» PROBLEM DETAILS
Count the lines of the items below that contain the string "each", matching case exactly, and reply with only that number.

» RECORDS FOR THIS EXERCISE

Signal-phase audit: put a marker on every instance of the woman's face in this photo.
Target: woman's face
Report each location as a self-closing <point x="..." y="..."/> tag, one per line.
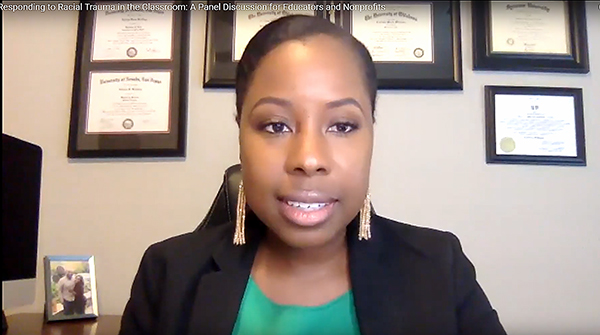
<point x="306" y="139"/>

---

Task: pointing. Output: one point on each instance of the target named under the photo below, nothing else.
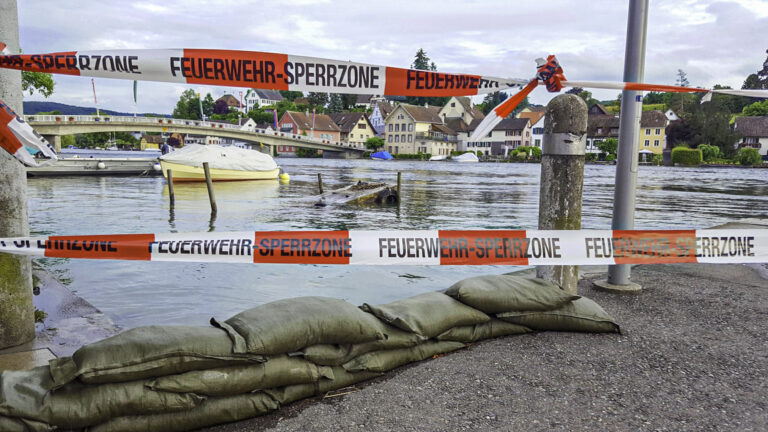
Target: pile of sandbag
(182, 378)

» SOLUTION TO THE EXERCISE
2